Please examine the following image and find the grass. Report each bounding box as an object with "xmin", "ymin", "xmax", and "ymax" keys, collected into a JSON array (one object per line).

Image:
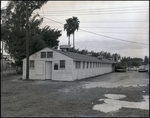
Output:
[{"xmin": 1, "ymin": 74, "xmax": 149, "ymax": 117}]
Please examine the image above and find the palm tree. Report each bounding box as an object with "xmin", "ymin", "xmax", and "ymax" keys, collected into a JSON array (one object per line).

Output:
[
  {"xmin": 64, "ymin": 18, "xmax": 73, "ymax": 48},
  {"xmin": 112, "ymin": 53, "xmax": 121, "ymax": 62},
  {"xmin": 71, "ymin": 17, "xmax": 80, "ymax": 49},
  {"xmin": 64, "ymin": 17, "xmax": 80, "ymax": 50}
]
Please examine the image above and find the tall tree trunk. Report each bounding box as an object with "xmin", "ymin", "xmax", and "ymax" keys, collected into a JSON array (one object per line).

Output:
[
  {"xmin": 68, "ymin": 36, "xmax": 70, "ymax": 51},
  {"xmin": 68, "ymin": 36, "xmax": 70, "ymax": 47},
  {"xmin": 73, "ymin": 32, "xmax": 75, "ymax": 50},
  {"xmin": 26, "ymin": 2, "xmax": 29, "ymax": 80}
]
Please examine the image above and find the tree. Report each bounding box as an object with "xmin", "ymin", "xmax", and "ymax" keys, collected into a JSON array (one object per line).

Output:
[
  {"xmin": 112, "ymin": 53, "xmax": 121, "ymax": 62},
  {"xmin": 64, "ymin": 18, "xmax": 73, "ymax": 48},
  {"xmin": 71, "ymin": 17, "xmax": 80, "ymax": 49},
  {"xmin": 64, "ymin": 16, "xmax": 80, "ymax": 50},
  {"xmin": 1, "ymin": 1, "xmax": 62, "ymax": 78},
  {"xmin": 144, "ymin": 56, "xmax": 148, "ymax": 64},
  {"xmin": 40, "ymin": 26, "xmax": 62, "ymax": 49}
]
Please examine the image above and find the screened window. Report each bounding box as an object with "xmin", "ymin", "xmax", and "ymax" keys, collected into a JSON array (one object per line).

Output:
[
  {"xmin": 41, "ymin": 52, "xmax": 46, "ymax": 58},
  {"xmin": 87, "ymin": 62, "xmax": 89, "ymax": 68},
  {"xmin": 30, "ymin": 60, "xmax": 34, "ymax": 68},
  {"xmin": 47, "ymin": 52, "xmax": 53, "ymax": 58},
  {"xmin": 60, "ymin": 60, "xmax": 65, "ymax": 68},
  {"xmin": 83, "ymin": 62, "xmax": 85, "ymax": 69},
  {"xmin": 90, "ymin": 62, "xmax": 92, "ymax": 68},
  {"xmin": 76, "ymin": 61, "xmax": 80, "ymax": 69}
]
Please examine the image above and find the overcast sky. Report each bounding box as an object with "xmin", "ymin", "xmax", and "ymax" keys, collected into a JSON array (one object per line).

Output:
[{"xmin": 1, "ymin": 1, "xmax": 149, "ymax": 59}]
____________
Task brief
Scanning the data above, count the lines in which the string "tree" occurs and state only the count.

Finished exercise
3